→ GOAL
Which lines in the material below contain the word "orange"? Gather every one of them and copy each in full.

-- start DATASET --

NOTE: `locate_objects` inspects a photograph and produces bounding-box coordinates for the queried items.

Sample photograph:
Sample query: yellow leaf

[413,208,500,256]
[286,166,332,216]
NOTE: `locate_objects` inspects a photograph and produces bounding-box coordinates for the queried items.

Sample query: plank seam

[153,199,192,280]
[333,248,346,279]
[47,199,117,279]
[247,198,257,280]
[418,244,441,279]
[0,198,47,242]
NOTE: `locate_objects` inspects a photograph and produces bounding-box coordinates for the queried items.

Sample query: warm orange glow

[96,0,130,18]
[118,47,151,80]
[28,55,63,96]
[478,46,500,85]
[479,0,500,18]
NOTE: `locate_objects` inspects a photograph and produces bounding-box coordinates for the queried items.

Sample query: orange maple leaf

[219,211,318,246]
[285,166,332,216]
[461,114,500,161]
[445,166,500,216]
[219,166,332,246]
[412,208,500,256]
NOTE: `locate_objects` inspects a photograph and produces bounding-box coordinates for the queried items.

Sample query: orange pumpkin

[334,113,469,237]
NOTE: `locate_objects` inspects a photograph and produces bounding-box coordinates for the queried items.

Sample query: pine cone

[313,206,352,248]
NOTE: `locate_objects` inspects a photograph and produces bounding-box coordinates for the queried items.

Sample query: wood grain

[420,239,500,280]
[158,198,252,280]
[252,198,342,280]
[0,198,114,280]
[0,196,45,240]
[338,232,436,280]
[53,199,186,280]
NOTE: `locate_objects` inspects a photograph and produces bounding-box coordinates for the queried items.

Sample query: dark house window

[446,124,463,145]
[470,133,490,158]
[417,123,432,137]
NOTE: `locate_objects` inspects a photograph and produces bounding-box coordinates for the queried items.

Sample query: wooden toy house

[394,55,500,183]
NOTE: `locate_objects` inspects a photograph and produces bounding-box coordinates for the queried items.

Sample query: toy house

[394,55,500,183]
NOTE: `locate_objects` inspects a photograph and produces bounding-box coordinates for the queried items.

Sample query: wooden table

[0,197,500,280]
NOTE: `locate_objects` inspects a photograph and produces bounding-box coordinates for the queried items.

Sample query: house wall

-- end DATASET --

→ EXERCISE ANSWER
Sample query: warm orange glow
Sample query: orange maple leaf
Sample query: orange pumpkin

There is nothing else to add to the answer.